WRITTEN EXERCISE A = Find every line in the entries that contains the word "Target", matching case exactly, and copy each of those lines.
=-=-=-=-=
Therefore, from an economic standpoint, it makes sense to take work that needs
to be done and distribute that work over many different processors. This has
the effect of greatly reducing the costs of the data warehouse environment.
DW 2.0 is
aware of this general cost equation. In fact DW 2.0 starts with this basic
hypothesis as the basis for all following architectural decisions. And SQL
Server is also aware of this fundamental fact of life regarding technology
costs.
SQL Server
accommodates the need for the distribution of processing across the data
warehousing environment. Figure 4 shows this basic understanding of the costs
of technology.
.jpg)
Figure 4: The unique hub-and-spoke architecture
for SQL Server’s Parallel Data Warehouse
SQL Server
distributes the processing workload in several ways. The first way that SQL
Server supports the distribution of work across multiple locations is in
support of the hub-and-spoke architecture. Basic data management is done in the
data warehouse hub, where massive amounts of data can be handled. And end-user
analytical processing is handled in the different spokes of the architecture.
In fact, within the hub processor there is a distribution of the workload. The
hub processes data differently in different places, thus avoiding a large queue
that can and will negatively impact performance.
In doing so,
the costs of the infrastructure for SQL Server are held to a minimum, thus
allowing the organization to easily and cost effectively grow their data
warehouse and to achieve good and consistent performance at the same time.
Compression
Another
aspect of data warehouses – recognized by both DW 2.0 and SQL Server - is the
need to store and manage a large volume of data. There are many ways that large
volumes of data can be managed. A simple way to manage volumes of data is
through compression. In compression, extraneous data is removed or stored in a
minimized fashion. The techniques for compression are especially applicable for
a data warehouse because data warehouses – built properly – do not allow data
to be updated. Compression actually harms performance when update of data is
allowed because it is costly for the system to go and find data, decompress it,
update it, recompress the data and then try and replace the data in the database
efficiently. But because updating of data does not occur in the data warehouse
environment, compression of data makes a lot of sense. And indeed SQL Server
allows data to be compressed.
=-=-=-=-=
WRITTEN EXERCISE B = Repeat the SQL Server text from "In fact, within" to "negatively impact performance.", switching "queue" to "backlog".

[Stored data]
=-=-=-=-=
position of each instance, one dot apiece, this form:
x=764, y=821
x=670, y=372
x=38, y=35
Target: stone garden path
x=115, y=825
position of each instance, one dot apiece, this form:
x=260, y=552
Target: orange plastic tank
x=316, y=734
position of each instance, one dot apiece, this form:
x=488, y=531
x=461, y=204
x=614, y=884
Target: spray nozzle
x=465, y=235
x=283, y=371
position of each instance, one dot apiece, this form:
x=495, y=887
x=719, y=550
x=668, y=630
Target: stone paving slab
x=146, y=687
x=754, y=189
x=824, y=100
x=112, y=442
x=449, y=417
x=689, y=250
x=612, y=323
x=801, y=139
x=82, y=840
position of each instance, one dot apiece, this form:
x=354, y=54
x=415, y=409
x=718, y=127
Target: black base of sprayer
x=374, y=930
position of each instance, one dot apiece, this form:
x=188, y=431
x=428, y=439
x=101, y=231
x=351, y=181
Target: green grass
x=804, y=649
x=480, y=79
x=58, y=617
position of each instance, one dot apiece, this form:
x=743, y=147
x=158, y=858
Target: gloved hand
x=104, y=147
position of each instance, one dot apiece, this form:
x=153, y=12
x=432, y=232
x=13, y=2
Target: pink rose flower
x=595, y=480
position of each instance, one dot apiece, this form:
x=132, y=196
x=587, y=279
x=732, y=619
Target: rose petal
=-=-=-=-=
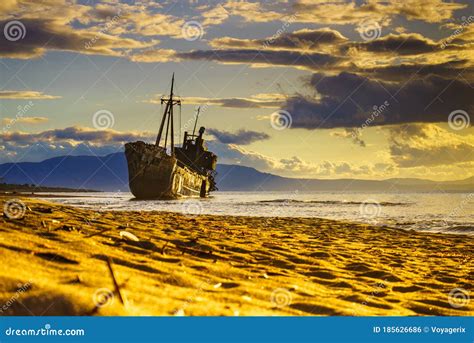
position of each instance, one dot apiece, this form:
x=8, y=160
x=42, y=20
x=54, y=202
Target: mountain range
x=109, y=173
=-=-=-=-=
FINAL RESULT A =
Target: stone garden path
Target: orange plastic tank
Target: spray nozzle
Target: stone paving slab
Target: black base of sprayer
Target: green grass
Target: gloved hand
Target: pink rose flower
Target: rose petal
Target: mountain range

FINAL RESULT B =
In fact, within the hub processor there is a distribution of the workload. The
hub processes data differently in different places, thus avoiding a large backlog
that can and will negatively impact performance.